(Problem to solve)
Pick out each row below that contains the word "bread" and copy those rows.

(Task data)

====

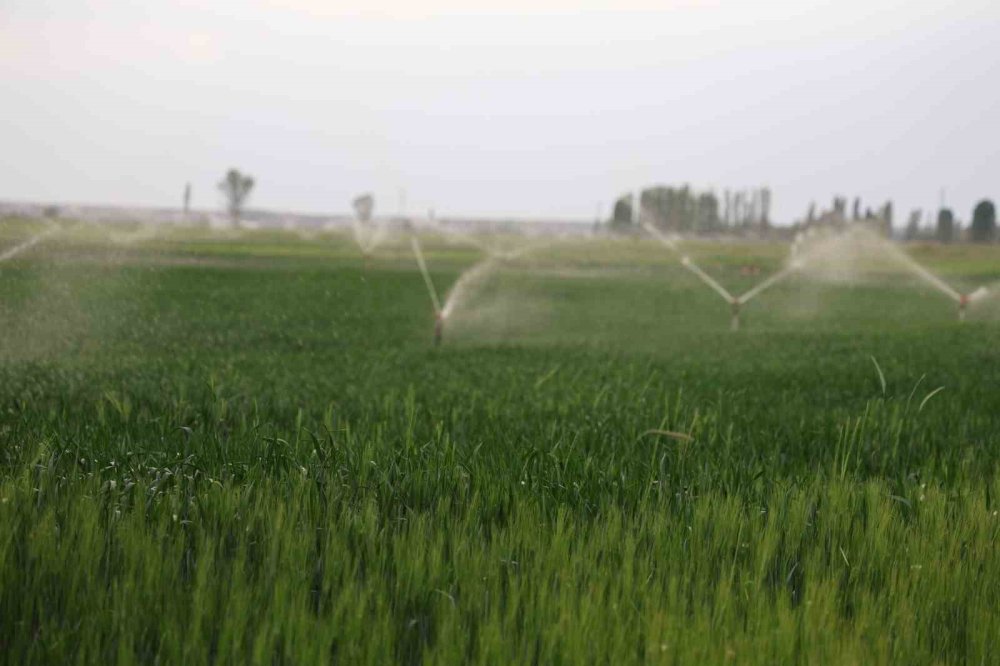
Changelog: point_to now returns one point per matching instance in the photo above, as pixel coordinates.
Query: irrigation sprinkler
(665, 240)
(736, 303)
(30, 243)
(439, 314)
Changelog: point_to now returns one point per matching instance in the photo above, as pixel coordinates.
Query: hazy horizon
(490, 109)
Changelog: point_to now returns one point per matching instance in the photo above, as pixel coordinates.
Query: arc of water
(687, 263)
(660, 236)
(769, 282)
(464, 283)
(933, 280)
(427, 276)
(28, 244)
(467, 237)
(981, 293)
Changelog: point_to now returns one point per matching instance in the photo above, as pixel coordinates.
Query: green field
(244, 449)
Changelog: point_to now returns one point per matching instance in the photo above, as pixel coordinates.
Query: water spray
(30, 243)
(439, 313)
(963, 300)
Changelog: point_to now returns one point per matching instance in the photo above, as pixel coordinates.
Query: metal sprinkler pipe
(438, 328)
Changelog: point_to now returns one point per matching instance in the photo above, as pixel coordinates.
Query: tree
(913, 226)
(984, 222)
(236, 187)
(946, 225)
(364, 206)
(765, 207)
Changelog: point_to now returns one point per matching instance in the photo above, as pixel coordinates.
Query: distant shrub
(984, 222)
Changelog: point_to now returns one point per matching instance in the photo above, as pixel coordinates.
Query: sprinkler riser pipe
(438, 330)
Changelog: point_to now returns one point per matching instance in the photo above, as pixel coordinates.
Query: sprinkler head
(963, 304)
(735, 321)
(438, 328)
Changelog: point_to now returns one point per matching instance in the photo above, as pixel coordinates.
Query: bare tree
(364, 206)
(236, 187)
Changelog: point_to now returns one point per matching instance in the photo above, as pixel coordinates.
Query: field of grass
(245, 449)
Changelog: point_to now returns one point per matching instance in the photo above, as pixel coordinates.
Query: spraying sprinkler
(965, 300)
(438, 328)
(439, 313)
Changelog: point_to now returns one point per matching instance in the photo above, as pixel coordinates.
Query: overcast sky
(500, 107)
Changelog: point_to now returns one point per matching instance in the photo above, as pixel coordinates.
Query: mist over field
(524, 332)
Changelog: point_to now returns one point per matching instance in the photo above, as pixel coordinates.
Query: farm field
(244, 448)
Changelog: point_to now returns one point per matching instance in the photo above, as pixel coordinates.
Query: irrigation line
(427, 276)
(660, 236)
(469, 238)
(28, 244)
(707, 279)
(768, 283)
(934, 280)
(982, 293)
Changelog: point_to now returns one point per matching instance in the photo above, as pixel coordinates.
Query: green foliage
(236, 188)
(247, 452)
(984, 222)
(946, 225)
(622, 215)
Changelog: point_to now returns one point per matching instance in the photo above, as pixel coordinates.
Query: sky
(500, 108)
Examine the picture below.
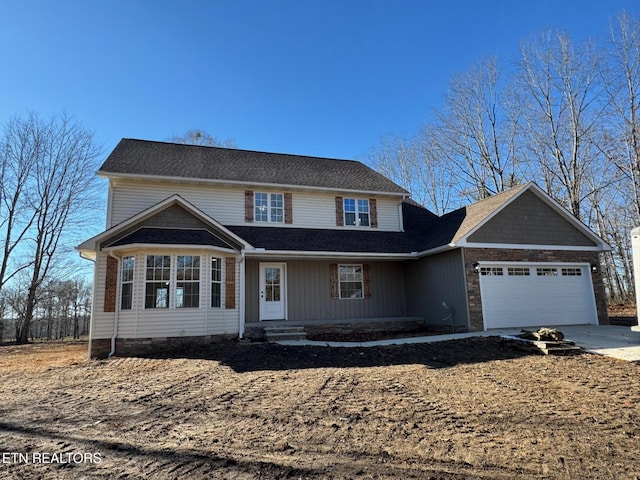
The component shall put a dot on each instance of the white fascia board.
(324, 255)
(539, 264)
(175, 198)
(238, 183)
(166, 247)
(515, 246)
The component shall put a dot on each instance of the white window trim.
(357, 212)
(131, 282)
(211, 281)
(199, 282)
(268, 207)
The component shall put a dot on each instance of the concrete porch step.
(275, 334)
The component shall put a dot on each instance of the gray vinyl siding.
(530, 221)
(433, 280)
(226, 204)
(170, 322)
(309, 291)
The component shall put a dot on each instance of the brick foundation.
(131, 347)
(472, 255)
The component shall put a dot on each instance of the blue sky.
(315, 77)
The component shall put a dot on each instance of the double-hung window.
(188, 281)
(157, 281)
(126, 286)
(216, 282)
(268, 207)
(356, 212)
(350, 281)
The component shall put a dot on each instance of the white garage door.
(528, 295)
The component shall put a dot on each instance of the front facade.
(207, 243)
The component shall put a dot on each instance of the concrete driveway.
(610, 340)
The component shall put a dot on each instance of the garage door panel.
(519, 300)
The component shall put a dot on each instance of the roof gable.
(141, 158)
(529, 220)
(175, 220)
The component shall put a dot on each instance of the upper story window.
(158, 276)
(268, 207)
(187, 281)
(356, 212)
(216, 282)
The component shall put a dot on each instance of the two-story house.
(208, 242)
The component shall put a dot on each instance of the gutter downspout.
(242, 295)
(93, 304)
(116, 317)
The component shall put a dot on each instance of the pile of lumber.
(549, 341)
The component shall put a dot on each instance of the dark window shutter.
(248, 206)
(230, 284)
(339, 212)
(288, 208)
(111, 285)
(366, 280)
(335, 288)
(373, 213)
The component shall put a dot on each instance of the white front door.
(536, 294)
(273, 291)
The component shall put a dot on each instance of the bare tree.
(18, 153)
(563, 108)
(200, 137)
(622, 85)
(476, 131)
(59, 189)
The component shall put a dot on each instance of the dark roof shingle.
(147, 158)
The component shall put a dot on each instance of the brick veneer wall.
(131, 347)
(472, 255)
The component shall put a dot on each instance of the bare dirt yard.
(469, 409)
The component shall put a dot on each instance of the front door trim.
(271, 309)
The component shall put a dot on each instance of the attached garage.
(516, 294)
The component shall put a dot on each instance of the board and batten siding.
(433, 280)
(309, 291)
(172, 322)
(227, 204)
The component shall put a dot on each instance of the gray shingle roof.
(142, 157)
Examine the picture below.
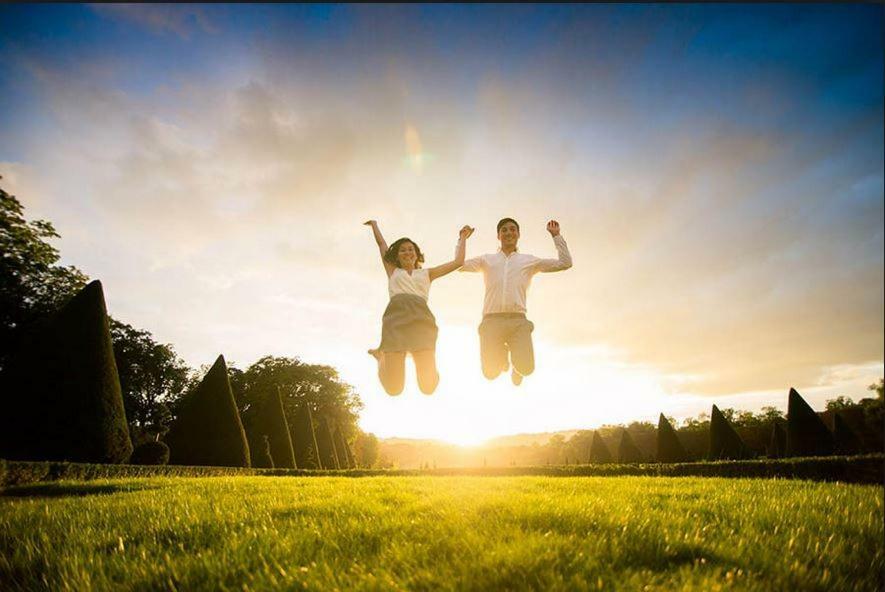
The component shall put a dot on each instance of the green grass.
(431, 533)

====

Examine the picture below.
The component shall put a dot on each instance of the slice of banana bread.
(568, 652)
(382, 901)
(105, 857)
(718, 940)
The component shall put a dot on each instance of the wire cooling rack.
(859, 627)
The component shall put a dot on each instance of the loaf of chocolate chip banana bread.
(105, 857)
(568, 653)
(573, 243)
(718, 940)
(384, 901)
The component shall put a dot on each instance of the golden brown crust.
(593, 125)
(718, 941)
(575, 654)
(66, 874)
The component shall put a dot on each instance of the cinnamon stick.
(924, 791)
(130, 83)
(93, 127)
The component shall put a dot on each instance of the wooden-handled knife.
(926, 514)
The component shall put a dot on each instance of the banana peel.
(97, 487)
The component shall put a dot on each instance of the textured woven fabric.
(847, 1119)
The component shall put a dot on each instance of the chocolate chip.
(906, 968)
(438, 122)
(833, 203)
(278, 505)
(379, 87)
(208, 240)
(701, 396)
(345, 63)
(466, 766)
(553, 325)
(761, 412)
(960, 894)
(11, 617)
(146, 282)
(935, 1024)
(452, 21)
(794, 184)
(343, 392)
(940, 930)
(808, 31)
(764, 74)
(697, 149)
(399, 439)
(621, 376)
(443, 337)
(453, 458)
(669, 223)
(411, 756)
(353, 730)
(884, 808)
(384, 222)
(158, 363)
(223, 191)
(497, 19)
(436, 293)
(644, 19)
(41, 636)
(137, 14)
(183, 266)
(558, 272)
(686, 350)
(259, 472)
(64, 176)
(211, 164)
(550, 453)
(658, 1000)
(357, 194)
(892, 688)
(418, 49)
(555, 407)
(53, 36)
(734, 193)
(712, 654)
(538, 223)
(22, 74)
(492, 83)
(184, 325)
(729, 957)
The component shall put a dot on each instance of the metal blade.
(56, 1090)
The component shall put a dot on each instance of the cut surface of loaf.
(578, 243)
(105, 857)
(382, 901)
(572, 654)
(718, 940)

====

(Response)
The component shall put a dot on each instance of the slice of banana bread.
The component shall put a dot on each instance of the loaf of chocolate chip banana bread.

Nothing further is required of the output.